Copy out the lines of the items below word for word, from the line with "Target: heron's head" to the line with "52], [121, 51]]]", with both of those lines included.

►

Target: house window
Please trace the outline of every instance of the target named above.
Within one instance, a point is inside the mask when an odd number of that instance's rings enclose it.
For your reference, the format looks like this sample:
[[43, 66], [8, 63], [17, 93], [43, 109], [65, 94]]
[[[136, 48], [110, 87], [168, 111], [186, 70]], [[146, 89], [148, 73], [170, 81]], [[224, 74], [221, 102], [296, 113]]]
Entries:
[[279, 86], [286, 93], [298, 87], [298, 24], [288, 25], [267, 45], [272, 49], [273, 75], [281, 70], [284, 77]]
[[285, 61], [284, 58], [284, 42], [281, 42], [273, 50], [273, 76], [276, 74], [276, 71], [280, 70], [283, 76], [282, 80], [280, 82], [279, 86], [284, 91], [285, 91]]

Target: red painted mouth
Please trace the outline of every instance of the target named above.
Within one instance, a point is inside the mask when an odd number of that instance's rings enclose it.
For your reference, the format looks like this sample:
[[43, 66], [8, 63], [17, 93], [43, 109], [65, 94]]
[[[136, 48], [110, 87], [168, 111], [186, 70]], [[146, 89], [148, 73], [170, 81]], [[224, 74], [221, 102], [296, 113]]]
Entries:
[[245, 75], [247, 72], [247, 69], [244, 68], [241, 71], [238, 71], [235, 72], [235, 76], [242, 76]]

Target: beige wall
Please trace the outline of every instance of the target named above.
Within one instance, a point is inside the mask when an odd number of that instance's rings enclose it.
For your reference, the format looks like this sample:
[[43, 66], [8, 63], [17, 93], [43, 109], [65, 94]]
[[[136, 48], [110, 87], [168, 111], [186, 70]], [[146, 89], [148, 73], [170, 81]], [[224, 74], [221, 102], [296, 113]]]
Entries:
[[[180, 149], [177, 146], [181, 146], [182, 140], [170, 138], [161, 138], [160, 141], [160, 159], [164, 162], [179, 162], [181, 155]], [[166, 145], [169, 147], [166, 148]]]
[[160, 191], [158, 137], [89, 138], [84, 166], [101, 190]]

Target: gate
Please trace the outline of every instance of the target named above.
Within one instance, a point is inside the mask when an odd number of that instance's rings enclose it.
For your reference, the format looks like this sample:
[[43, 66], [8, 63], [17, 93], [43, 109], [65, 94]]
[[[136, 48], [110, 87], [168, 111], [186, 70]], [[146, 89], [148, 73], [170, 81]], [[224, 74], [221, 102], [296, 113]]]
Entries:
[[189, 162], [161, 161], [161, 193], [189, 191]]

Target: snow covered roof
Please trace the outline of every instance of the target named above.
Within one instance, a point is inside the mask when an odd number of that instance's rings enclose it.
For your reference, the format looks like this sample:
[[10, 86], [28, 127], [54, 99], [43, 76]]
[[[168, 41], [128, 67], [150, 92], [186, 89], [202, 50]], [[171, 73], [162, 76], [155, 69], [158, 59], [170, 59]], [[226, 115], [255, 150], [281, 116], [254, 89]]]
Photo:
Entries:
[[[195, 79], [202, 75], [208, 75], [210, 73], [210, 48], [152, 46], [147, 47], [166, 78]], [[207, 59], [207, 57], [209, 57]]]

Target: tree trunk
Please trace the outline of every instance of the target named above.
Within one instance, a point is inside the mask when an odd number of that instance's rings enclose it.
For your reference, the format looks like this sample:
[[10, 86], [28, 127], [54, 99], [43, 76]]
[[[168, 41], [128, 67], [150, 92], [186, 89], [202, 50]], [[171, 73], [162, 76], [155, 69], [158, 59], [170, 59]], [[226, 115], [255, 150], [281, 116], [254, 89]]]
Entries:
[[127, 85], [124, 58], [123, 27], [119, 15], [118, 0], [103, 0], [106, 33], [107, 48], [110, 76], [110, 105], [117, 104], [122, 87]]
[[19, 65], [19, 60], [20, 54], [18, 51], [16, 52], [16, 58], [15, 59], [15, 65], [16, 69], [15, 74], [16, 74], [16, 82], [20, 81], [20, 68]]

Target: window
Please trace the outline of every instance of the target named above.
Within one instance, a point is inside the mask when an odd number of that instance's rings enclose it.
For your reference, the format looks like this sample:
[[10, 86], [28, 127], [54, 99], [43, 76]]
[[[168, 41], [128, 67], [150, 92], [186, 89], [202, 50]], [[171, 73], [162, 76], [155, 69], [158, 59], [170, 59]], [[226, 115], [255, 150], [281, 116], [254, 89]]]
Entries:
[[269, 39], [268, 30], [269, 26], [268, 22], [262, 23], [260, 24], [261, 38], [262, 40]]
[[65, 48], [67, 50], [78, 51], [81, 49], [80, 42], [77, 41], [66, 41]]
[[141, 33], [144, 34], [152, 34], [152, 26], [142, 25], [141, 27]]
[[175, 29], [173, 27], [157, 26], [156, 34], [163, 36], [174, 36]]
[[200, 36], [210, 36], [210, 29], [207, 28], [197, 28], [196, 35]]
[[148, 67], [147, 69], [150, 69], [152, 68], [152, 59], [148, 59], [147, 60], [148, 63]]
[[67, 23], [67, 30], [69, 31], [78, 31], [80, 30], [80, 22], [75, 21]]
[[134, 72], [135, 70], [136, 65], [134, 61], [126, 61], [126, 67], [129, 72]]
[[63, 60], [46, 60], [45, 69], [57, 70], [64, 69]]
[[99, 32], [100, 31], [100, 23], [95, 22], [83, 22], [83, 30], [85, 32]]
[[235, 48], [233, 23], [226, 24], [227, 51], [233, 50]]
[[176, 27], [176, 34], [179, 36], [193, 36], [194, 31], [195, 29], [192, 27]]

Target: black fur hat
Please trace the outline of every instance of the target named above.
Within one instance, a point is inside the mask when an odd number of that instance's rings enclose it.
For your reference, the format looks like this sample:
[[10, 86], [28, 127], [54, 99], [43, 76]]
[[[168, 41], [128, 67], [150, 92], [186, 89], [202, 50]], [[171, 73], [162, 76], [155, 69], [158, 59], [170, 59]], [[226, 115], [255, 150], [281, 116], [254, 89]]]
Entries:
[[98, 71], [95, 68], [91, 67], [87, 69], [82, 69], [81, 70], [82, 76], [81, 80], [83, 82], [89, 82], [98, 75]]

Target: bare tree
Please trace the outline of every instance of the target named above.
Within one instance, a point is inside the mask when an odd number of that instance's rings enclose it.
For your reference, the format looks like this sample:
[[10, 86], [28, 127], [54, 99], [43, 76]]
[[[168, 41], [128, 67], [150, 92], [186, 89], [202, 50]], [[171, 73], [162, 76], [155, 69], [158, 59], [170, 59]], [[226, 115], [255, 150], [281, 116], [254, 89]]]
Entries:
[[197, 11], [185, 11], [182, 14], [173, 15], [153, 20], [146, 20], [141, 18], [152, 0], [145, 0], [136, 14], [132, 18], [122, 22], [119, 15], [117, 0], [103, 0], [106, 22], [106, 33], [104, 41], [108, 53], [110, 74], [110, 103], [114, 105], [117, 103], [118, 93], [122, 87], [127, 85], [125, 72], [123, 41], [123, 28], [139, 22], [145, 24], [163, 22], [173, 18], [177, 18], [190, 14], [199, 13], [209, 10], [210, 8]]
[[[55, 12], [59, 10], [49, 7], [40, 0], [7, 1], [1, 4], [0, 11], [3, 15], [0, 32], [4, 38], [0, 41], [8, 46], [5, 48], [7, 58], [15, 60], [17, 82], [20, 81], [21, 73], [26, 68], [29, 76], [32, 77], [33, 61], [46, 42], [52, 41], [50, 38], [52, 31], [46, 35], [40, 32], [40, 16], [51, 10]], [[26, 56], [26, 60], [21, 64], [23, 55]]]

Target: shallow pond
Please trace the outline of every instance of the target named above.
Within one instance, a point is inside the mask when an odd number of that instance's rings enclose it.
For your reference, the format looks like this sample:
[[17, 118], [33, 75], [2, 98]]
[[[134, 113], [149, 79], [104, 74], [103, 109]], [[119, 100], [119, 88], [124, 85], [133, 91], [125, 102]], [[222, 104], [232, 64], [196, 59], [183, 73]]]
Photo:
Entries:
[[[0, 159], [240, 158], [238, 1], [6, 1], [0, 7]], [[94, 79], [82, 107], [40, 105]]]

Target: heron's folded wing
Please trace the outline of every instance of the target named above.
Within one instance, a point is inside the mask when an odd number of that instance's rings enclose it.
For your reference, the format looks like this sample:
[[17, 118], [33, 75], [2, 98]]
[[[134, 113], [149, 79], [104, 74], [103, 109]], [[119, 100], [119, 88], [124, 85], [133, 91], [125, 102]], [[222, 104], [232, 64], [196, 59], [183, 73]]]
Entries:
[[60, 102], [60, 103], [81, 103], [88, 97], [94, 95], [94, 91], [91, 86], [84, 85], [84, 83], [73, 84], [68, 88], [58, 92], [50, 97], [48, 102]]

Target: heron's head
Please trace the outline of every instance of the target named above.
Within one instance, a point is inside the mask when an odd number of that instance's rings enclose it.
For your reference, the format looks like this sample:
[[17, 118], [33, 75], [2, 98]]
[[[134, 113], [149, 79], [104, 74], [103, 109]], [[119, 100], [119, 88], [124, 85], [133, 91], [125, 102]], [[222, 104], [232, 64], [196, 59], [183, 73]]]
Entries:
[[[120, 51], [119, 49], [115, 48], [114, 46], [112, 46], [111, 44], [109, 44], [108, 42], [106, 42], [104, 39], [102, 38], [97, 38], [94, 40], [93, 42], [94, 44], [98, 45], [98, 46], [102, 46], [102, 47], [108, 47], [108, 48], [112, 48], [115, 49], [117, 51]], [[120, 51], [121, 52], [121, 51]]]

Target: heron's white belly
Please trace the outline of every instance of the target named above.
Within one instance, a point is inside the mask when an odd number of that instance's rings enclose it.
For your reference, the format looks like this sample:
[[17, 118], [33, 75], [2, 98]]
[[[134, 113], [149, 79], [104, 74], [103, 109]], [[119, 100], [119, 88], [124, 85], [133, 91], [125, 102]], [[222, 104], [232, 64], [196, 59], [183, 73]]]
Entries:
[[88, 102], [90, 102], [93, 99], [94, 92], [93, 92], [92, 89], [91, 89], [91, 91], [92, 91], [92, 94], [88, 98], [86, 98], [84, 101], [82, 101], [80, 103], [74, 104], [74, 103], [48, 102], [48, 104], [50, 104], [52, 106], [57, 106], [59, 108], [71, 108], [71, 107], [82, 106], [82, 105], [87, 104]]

◄

● **Problem solution**
Target: heron's head
Please trace the outline of every instance of the target named above.
Within one instance, a point is inside the mask when an odd number of that instance's rings enclose it.
For your reference, the format looks like this sample:
[[17, 118], [33, 75], [2, 98]]
[[[134, 113], [149, 79], [104, 74], [103, 109]], [[119, 100], [119, 88], [124, 85], [133, 91], [125, 102]], [[222, 104], [232, 64], [196, 59], [183, 73]]]
Entries:
[[[120, 51], [119, 49], [115, 48], [114, 46], [112, 46], [111, 44], [109, 44], [108, 42], [106, 42], [104, 39], [102, 38], [97, 38], [94, 40], [93, 42], [94, 44], [98, 45], [98, 46], [102, 46], [102, 47], [108, 47], [108, 48], [112, 48], [115, 49], [117, 51]], [[120, 51], [121, 52], [121, 51]]]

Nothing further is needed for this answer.